> **Text shown**
start

Whisper
Modern-day hacking and surveillance skills have advanced to such an extent that the hackers do not even need to intercept the actual message while it is travelling through a secured channel. They can guess the information carried by the message by just studying its shadow. By the shadow of a message, we mean the metadata logs and audit trails a message leaves while it is travelling via a channel.
To better understand such attacks, imagine you live in a big city where rents are very high. So, you find an old flat owner downtown who is willing to give you one room for rent, which is within your budget. The only problem is that the rail tracks run too close to your walls. Each night, you can feel the rumbling of your creaky bed when any train passes by. If you are a keen observer and think like a hacker, it would be quite easy for you to get familiar with each kind of train passing you every night, just by knowing the amount of time your cranky bed trembles once a particular train passes. The time band of the bed trembling becomes the signature of a particular train. You might even be able to predict, with a certain level of accuracy, whether the train that passed at a given time was the same train that passed last night or a different train, just by observing this signature property. What if the railway company realizes this and seals the surrounding of the tracks with thick concrete tunnels, which then absorb all the shock and tremors due to trains? Will you be able to identify the signatures even then? Think about it, because light reveals shadow when obstructed, while darkness doesn't.
When Gavin Wood laid down the specifications for whisper as a peer-to-peer communication protocol, in his whitepaper on GitHub (https://goo.gl/bR5fBZ), he designed one of the most interesting technologies in the field of cryptography. At a considerable cost of bandwidth and latency, whisper is able to deliver a 100% dark operation. By completely dark operations, we mean that there is zero leakage of metadata during peer-to-peer communication.

end

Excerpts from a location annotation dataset
start

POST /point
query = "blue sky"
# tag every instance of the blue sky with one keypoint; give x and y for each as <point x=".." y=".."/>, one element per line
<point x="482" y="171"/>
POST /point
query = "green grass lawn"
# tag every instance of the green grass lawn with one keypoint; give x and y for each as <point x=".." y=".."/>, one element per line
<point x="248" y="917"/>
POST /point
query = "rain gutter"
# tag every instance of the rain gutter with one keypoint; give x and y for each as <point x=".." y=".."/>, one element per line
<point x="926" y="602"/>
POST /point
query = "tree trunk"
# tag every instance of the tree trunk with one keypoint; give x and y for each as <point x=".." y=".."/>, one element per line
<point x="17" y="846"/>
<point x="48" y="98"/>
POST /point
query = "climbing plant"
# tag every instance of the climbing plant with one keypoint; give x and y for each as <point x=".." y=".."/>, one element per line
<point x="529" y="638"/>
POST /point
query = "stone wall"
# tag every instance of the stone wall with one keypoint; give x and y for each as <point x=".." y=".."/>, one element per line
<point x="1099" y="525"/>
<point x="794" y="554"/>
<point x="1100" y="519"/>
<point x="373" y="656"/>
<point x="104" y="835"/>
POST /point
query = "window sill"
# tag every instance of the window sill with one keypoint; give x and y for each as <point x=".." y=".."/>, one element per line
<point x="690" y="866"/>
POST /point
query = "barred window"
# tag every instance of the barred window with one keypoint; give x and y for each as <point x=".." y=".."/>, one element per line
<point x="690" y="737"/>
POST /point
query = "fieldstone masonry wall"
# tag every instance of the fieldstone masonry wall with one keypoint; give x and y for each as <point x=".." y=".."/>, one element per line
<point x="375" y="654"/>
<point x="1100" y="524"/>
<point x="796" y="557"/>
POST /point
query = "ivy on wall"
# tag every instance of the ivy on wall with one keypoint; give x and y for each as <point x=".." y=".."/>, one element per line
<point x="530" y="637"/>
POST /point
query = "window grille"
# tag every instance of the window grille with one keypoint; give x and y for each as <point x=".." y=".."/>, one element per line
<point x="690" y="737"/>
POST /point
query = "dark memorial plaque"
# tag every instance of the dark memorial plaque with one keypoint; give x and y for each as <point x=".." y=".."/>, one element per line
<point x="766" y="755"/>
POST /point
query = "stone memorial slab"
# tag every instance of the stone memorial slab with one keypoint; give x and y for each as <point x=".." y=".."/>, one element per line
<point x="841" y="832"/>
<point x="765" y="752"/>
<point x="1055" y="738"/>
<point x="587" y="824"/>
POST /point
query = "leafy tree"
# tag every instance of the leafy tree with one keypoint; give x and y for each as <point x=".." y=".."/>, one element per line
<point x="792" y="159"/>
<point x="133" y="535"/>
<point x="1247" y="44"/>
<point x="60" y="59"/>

end

> **Short problem 1**
Condense the paragraph of the whisper text that begins "Modern-day hacking and surveillance skills" into a short list that keeps its main facts.
> **Short problem 2**
In the whisper text, what is meant by completely dark operations?
> **Short problem 3**
Pick up the whisper text after its last sentence and continue it.
The records are separate material and have nothing to do with the whisper text.

> **Task output 1**
- Hacking and surveillance skills have advanced so far that hackers no longer need to intercept a message traveling through a secured channel.
- They can guess what a message carries by studying its shadow.
- A message's shadow is the metadata logs and audit trails it leaves while traveling via a channel.

> **Task output 2**
Zero leakage of metadata during peer-to-peer communication.

> **Task output 3**
By technical definition, whisper is a messaging system with multi distributed hash table (DHT), with routing privacy acting as a companion protocol to the Ethereum blockchain. Any normal communication protocol has a fundamental aim to maximize bandwidth and minimize latency. However, whisper as a communication protocol has only one aim: to nullify leakage of metadata and achieve true darkness, where no third party can eavesdrop while two peers are communicating. For this, whisper is willing to give up on both bandwidth and latency constraints. Whisper operates in a user-configurable manner with regard to how much information the communicating nodes are willing to leak concerning the decentralized application content that ultimately tracks the user activities.
Whisper is based on two key concepts: messages and envelopes. If whisper is considered a datagram messaging service, then an envelope represents an un-encrypted data format, comprehensible by a node, which carries the encrypted message datagram inside it. An envelope consists of original time to live (TTL, in seconds), the absolute time to expiry (UNIX system time), the encrypted message data field, which is the actual payload, topics (cryptographically secure, probabilistic partial classifications of message), and nonce, an arbitrary value. This nonce is used for the PoW to judge the efforts of a peer. The message has a binary flag for signature with an unfixed payload.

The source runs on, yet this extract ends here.